(Excerpts of bounding box data)
+++++
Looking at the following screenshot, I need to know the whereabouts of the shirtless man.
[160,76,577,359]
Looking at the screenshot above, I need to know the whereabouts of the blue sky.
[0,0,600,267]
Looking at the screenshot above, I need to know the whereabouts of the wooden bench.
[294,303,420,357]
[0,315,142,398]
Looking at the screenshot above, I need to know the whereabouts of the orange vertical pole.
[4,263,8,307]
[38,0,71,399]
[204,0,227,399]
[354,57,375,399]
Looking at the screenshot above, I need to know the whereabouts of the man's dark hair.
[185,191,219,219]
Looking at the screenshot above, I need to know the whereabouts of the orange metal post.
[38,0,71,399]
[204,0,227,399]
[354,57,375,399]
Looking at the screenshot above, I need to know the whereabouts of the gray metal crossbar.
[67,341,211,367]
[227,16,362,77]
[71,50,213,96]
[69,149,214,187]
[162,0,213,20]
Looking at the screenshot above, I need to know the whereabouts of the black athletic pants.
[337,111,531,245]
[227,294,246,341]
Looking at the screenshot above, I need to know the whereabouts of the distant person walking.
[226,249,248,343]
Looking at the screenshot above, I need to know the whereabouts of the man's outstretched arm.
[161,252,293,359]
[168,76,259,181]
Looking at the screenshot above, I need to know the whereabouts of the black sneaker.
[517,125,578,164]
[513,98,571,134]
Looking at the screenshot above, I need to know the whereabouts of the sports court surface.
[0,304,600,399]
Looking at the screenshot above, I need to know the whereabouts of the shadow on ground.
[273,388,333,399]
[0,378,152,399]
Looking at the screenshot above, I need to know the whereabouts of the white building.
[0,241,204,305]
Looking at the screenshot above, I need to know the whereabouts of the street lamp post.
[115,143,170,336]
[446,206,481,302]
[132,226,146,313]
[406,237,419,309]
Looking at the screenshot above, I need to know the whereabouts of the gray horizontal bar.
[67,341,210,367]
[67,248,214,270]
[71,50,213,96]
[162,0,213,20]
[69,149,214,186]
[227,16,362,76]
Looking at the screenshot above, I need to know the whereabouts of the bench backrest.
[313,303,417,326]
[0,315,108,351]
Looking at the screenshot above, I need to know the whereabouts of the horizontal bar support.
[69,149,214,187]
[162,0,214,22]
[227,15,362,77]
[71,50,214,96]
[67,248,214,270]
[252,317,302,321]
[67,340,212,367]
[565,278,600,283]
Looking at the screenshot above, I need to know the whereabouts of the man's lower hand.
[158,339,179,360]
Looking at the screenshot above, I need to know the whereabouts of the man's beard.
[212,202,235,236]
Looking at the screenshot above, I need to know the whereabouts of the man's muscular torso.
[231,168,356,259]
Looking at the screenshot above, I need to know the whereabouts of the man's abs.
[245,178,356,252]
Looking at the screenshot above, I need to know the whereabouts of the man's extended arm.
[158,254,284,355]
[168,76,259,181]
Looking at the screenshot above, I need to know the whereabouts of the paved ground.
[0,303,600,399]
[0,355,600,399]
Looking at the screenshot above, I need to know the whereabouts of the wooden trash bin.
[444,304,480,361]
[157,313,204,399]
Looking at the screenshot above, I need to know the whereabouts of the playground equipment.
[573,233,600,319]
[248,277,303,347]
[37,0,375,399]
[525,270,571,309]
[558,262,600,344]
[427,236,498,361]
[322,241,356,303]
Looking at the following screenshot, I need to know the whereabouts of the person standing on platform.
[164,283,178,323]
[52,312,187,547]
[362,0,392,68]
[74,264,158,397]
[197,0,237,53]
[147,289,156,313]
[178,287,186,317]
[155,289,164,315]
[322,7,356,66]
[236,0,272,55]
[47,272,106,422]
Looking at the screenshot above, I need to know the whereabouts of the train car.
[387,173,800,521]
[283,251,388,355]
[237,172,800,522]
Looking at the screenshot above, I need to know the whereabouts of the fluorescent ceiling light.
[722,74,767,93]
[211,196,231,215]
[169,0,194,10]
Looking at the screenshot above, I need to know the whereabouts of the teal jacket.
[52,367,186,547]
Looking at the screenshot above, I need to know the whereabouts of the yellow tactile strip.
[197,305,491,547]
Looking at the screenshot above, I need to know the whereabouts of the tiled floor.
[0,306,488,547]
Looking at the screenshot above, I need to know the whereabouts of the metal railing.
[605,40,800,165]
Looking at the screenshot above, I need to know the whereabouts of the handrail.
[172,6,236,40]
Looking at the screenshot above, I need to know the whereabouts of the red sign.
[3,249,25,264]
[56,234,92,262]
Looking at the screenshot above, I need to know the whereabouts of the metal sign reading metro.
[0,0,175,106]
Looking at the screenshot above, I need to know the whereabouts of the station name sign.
+++++
**Do this**. Edit the material between the line containing "the red sign." and the line containing "[0,0,175,106]", inclusive, so that "metro" becomes "subway". Leave everything else in those lines unchanged.

**Output below**.
Looking at the screenshot above, I need to know the whereabouts of the red sign.
[3,249,25,264]
[56,234,92,262]
Looking at the screenshot above, I need to know the whereabouts of the metal sign reading subway.
[0,0,175,106]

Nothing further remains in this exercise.